Rewrite every line of the records below as a Markdown table with the columns "Row" and "Line," numbering the rows and omitting blank lines. Leave the pictures out of the table.

## Begin Records to process

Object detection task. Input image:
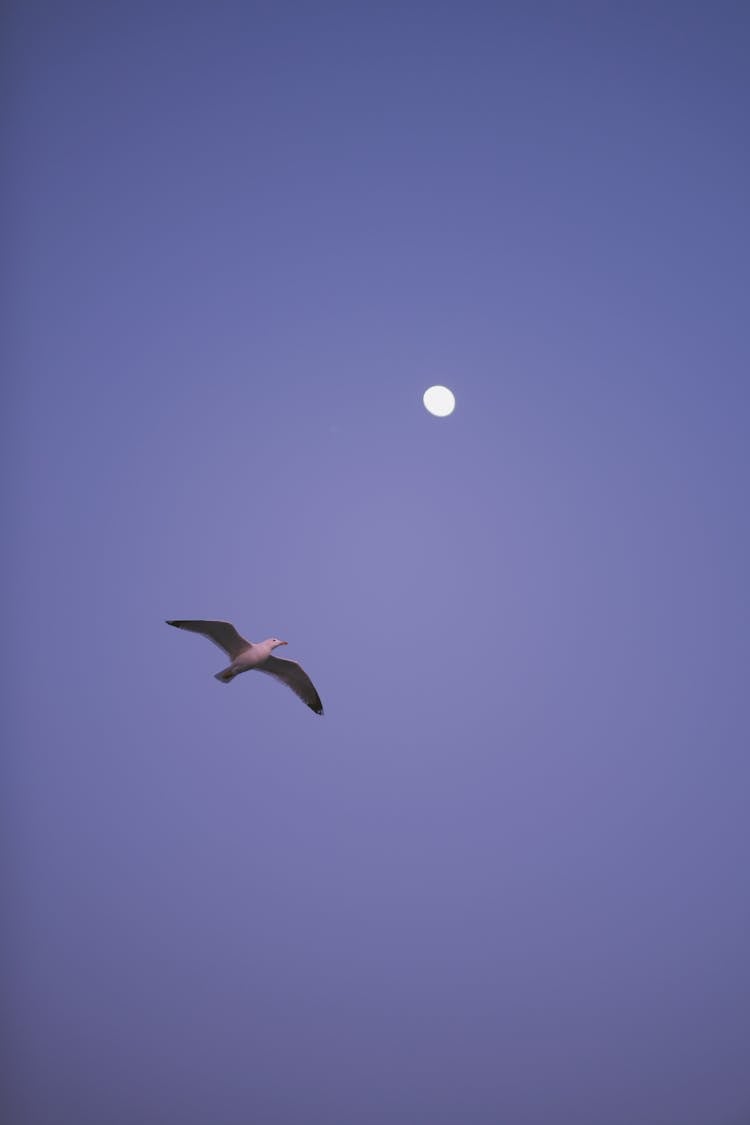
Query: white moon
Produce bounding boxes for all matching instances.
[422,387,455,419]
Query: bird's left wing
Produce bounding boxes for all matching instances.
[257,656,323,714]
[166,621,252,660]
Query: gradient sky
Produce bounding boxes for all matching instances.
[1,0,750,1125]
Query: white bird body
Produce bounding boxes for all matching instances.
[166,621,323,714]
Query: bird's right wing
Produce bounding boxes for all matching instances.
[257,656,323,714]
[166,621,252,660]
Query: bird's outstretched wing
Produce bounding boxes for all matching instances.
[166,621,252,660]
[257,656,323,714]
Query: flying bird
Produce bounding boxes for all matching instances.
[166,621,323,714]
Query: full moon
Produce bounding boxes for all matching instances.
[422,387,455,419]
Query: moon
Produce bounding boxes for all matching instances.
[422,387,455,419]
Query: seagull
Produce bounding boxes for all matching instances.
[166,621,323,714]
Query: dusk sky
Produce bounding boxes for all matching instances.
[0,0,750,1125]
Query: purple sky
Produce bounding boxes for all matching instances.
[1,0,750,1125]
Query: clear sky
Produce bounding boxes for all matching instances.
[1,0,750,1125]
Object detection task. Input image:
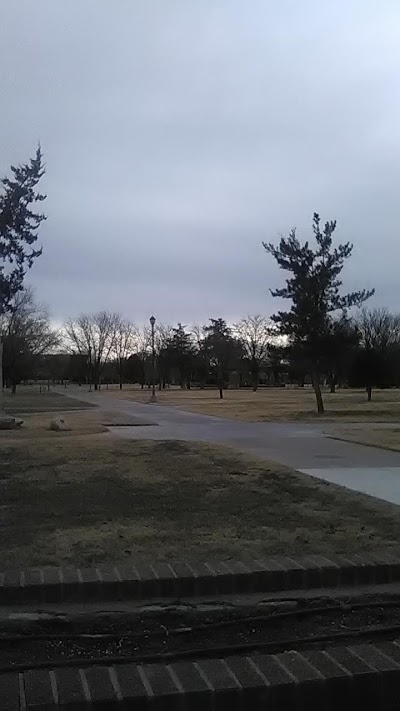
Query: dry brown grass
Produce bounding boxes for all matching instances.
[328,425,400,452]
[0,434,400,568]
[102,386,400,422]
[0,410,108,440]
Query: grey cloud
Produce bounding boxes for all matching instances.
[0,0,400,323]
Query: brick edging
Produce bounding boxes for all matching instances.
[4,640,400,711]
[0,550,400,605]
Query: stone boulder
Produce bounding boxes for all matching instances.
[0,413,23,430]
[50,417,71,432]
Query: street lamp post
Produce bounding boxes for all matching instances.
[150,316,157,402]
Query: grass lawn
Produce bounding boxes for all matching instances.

## End Records to process

▶ _Exercise answer_:
| Row | Line |
|---|---|
| 1 | Object detection task. Input image: |
| 2 | Query: white moon |
| 3 | Produce bounding boxes for all matching instances. |
| 4 | [422,387,455,419] |
| 5 | Query: bird's left wing |
| 6 | Produce bounding boxes for all matching instances. |
| 7 | [257,656,323,714] |
| 8 | [166,621,252,660] |
| 9 | Query: gradient sky |
| 10 | Produce bounding boxes for all matching instances. |
| 11 | [1,0,750,1125] |
| 12 | Query: white bird body |
| 13 | Produce bounding boxes for all matching instances. |
| 14 | [166,621,323,714] |
| 15 | Query: bird's right wing |
| 16 | Produce bounding boxes for all matching instances. |
| 17 | [257,656,323,714] |
| 18 | [166,621,252,660] |
| 19 | Query: bird's outstretched wing |
| 20 | Produce bounding boxes for all matching instances. |
| 21 | [166,621,252,660] |
| 22 | [257,656,323,714] |
| 23 | Query: flying bird |
| 24 | Produce bounding boxes for all matching instances. |
| 25 | [166,621,323,714] |
| 26 | Query: full moon |
| 27 | Produce bounding boxes for all matching instances. |
| 28 | [422,387,455,419] |
| 29 | Query: moon |
| 30 | Produce bounding boxes for all matching instances. |
| 31 | [422,387,455,419] |
| 32 | Query: seagull |
| 33 | Produce bounding boxes for all matching instances. |
| 34 | [166,621,323,714] |
| 35 | Query: dusk sky |
| 36 | Produce bounding boxes for all matching instances. |
| 37 | [0,0,750,1125] |
| 38 | Query: purple sky |
| 39 | Produce bounding boxes for all matching instances. |
| 40 | [1,0,750,1125] |
| 41 | Query: clear sky |
| 42 | Produce bounding boxes for all matching instances. |
| 43 | [1,0,750,1125] |
| 44 | Object detection task. Input image: |
| 45 | Query: dry brown grass |
| 46 | Produce bounding boxes for all matching instances. |
| 47 | [328,425,400,452] |
| 48 | [0,434,400,568] |
| 49 | [102,386,400,422] |
| 50 | [0,410,108,440] |
| 51 | Query: grey cloud |
| 52 | Produce bounding boxes for all matching instances. |
| 53 | [0,0,400,323] |
| 54 | Query: brick edging |
| 55 | Produce bounding boxes for all matching instances. |
| 56 | [4,640,400,711] |
| 57 | [0,550,400,605] |
| 58 | Query: stone boulder |
| 59 | Produce bounding boxes for all matching instances. |
| 60 | [0,413,23,430] |
| 61 | [50,417,71,432] |
| 62 | Query: street lamp post |
| 63 | Produce bounding boxes for all matching instances. |
| 64 | [150,316,157,402] |
| 65 | Query: grass lawn |
| 66 | Produce bounding boxes for all matching instances. |